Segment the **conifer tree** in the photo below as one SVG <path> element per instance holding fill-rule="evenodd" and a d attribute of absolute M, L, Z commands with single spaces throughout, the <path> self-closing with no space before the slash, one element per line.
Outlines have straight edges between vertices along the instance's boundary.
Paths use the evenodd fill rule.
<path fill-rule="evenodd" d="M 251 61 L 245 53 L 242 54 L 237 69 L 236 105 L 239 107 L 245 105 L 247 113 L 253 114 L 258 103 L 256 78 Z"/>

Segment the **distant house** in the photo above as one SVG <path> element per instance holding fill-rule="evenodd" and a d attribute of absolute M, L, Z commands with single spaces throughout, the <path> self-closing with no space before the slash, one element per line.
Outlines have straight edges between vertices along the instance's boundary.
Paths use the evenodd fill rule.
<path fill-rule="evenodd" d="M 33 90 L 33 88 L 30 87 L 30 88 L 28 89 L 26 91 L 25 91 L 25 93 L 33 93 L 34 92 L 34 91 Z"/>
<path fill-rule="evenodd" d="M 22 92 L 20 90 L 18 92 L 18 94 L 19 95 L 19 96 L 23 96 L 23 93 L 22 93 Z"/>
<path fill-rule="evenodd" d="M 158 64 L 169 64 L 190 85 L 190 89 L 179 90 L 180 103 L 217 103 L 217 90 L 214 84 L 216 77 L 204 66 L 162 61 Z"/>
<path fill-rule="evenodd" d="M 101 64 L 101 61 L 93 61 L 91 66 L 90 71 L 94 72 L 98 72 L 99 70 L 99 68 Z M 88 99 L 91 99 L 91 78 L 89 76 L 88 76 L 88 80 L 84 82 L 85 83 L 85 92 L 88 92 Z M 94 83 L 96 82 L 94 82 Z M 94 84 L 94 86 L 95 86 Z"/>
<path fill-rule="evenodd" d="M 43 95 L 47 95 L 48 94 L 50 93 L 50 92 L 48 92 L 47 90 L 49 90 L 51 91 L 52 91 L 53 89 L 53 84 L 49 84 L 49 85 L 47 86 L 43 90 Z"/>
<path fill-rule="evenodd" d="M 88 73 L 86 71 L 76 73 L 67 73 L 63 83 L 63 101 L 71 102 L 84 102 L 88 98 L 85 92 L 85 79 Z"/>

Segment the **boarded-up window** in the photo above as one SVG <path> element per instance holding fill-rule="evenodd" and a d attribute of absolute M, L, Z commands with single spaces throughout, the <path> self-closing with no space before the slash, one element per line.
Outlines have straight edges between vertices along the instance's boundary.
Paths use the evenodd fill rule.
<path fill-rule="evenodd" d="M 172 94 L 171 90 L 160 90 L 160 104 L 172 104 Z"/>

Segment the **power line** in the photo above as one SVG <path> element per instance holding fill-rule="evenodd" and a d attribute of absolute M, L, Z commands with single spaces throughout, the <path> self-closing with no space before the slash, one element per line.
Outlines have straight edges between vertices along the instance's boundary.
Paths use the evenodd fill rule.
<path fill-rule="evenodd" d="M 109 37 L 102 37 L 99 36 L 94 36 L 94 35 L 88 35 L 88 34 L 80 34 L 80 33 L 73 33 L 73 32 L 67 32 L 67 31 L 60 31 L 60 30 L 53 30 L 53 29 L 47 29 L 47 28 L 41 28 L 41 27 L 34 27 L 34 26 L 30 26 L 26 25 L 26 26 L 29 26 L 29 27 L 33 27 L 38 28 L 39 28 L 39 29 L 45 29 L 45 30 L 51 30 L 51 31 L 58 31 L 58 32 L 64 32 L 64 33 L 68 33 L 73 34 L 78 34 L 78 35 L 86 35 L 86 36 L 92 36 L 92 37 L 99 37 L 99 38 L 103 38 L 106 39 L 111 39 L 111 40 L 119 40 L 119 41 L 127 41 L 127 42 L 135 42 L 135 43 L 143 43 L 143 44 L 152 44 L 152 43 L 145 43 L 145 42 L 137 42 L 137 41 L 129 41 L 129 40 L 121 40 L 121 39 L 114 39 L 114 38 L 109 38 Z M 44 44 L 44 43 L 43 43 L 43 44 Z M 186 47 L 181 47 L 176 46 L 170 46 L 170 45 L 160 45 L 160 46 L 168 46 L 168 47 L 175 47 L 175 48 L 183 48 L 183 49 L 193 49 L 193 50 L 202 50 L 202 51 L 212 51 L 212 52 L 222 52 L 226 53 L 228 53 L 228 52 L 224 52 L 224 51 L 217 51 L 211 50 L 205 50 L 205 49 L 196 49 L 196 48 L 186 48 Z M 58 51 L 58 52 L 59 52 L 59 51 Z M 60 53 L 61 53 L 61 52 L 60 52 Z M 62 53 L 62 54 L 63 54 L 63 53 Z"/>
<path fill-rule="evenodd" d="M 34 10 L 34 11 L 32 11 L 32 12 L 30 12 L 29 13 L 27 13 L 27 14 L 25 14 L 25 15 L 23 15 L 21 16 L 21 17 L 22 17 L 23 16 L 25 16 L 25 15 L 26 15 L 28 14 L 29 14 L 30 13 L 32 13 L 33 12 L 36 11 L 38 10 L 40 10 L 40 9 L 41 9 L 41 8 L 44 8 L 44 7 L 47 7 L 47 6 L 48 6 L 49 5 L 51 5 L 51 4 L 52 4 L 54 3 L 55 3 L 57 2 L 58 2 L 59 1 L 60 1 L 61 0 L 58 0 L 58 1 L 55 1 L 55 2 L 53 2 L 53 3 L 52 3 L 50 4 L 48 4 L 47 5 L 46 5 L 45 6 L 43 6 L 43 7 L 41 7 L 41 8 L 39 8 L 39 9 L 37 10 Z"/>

DIRECTIVE: Please format every line of the entries above as a Markdown table with two columns, Row and Line, where Row numbers each line in order and Line holds its text. Omit blank lines.

TASK ANSWER:
| Row | Line |
|---|---|
| 1 | Segment the **conifer tree** in the photo below as one SVG <path> element per instance holding fill-rule="evenodd" and a d attribute of absolute M, L, Z commands with single spaces throughout, the <path> self-closing with no space before the slash, one element per line. |
| 2 | Outlines have straight edges between vertices along the instance's boundary. |
| 3 | Paths use the evenodd fill rule. |
| 4 | <path fill-rule="evenodd" d="M 251 61 L 245 53 L 242 54 L 237 69 L 236 105 L 239 107 L 245 105 L 247 113 L 253 114 L 258 103 L 256 78 Z"/> |
| 5 | Segment the **distant house** in the photo above as one SVG <path> element per instance holding fill-rule="evenodd" and a d attribute of absolute M, L, Z commands with single spaces throughout, the <path> self-closing with no space before the slash, one element per line. |
| 6 | Outlines have straight edges between vertices along the instance's boundary. |
| 7 | Paths use the evenodd fill rule. |
| 8 | <path fill-rule="evenodd" d="M 33 90 L 33 88 L 30 87 L 30 88 L 28 89 L 26 91 L 25 91 L 25 93 L 33 93 L 34 92 L 34 91 Z"/> |
| 9 | <path fill-rule="evenodd" d="M 22 92 L 20 90 L 18 92 L 18 94 L 19 95 L 19 96 L 23 96 L 23 93 L 22 93 Z"/> |
| 10 | <path fill-rule="evenodd" d="M 158 64 L 169 64 L 190 85 L 190 89 L 179 90 L 180 103 L 217 103 L 217 90 L 214 84 L 216 77 L 204 66 L 162 61 Z"/> |
| 11 | <path fill-rule="evenodd" d="M 101 64 L 101 61 L 93 61 L 91 66 L 90 71 L 94 72 L 98 72 L 99 70 L 99 68 Z M 88 99 L 91 99 L 91 78 L 89 76 L 88 76 L 88 80 L 84 82 L 85 83 L 85 92 L 88 92 Z M 94 83 L 96 82 L 94 82 Z M 94 84 L 94 86 L 95 86 Z"/> |
| 12 | <path fill-rule="evenodd" d="M 43 95 L 47 95 L 48 94 L 50 93 L 50 92 L 48 92 L 47 90 L 49 90 L 51 91 L 52 91 L 53 89 L 53 84 L 49 84 L 49 85 L 47 86 L 43 90 Z"/> |
| 13 | <path fill-rule="evenodd" d="M 88 73 L 86 71 L 76 73 L 67 73 L 63 83 L 63 101 L 71 102 L 84 102 L 88 98 L 85 92 L 85 79 Z"/> |
| 14 | Segment the **boarded-up window** in the photo above as one SVG <path> element per instance holding fill-rule="evenodd" and a d attribute of absolute M, L, Z commands with single spaces throughout, the <path> self-closing with no space before the slash, one element per line. |
| 15 | Outlines have straight edges between vertices along the instance's boundary. |
| 16 | Paths use the evenodd fill rule. |
| 17 | <path fill-rule="evenodd" d="M 172 94 L 171 90 L 160 90 L 160 104 L 172 104 Z"/> |
| 18 | Segment the **power line** in the photo above as one SVG <path> element per instance holding fill-rule="evenodd" and a d attribute of absolute M, L, Z commands with single spaces throughout, the <path> self-closing with no space before the slash, one element per line. |
| 19 | Outlines have straight edges between vertices along the instance's boundary. |
| 20 | Paths use the evenodd fill rule. |
| 21 | <path fill-rule="evenodd" d="M 109 37 L 102 37 L 99 36 L 94 36 L 94 35 L 88 35 L 88 34 L 80 34 L 80 33 L 73 33 L 73 32 L 67 32 L 67 31 L 60 31 L 60 30 L 53 30 L 53 29 L 47 29 L 47 28 L 41 28 L 41 27 L 34 27 L 34 26 L 30 26 L 26 25 L 26 26 L 29 26 L 29 27 L 33 27 L 38 28 L 39 28 L 39 29 L 45 29 L 45 30 L 51 30 L 51 31 L 58 31 L 58 32 L 64 32 L 64 33 L 68 33 L 73 34 L 78 34 L 78 35 L 86 35 L 86 36 L 92 36 L 92 37 L 99 37 L 99 38 L 103 38 L 106 39 L 111 39 L 111 40 L 119 40 L 119 41 L 127 41 L 127 42 L 135 42 L 135 43 L 143 43 L 143 44 L 152 44 L 152 43 L 145 43 L 145 42 L 137 42 L 137 41 L 129 41 L 129 40 L 121 40 L 121 39 L 114 39 L 114 38 L 109 38 Z M 44 44 L 44 43 L 43 43 L 43 44 Z M 186 47 L 181 47 L 176 46 L 170 46 L 170 45 L 160 45 L 160 46 L 168 46 L 168 47 L 175 47 L 175 48 L 183 48 L 183 49 L 193 49 L 193 50 L 202 50 L 202 51 L 212 51 L 212 52 L 222 52 L 226 53 L 228 53 L 228 52 L 224 52 L 224 51 L 217 51 L 211 50 L 205 50 L 205 49 L 196 49 L 196 48 L 186 48 Z M 58 51 L 58 52 L 59 52 L 59 51 Z M 60 53 L 61 53 L 61 52 L 60 52 Z M 62 53 L 62 54 L 63 54 L 63 53 Z"/> |
| 22 | <path fill-rule="evenodd" d="M 34 10 L 34 11 L 32 11 L 32 12 L 30 12 L 29 13 L 27 13 L 27 14 L 25 14 L 25 15 L 23 15 L 21 16 L 21 17 L 22 17 L 23 16 L 25 16 L 25 15 L 26 15 L 28 14 L 29 14 L 30 13 L 32 13 L 33 12 L 36 11 L 38 10 L 40 10 L 40 9 L 41 9 L 41 8 L 44 8 L 44 7 L 47 7 L 47 6 L 48 6 L 49 5 L 51 5 L 51 4 L 52 4 L 54 3 L 55 3 L 57 2 L 58 2 L 59 1 L 60 1 L 61 0 L 58 0 L 58 1 L 55 1 L 55 2 L 53 2 L 53 3 L 52 3 L 50 4 L 48 4 L 47 5 L 46 5 L 45 6 L 43 6 L 43 7 L 41 7 L 41 8 L 39 8 L 39 9 L 37 10 Z"/> |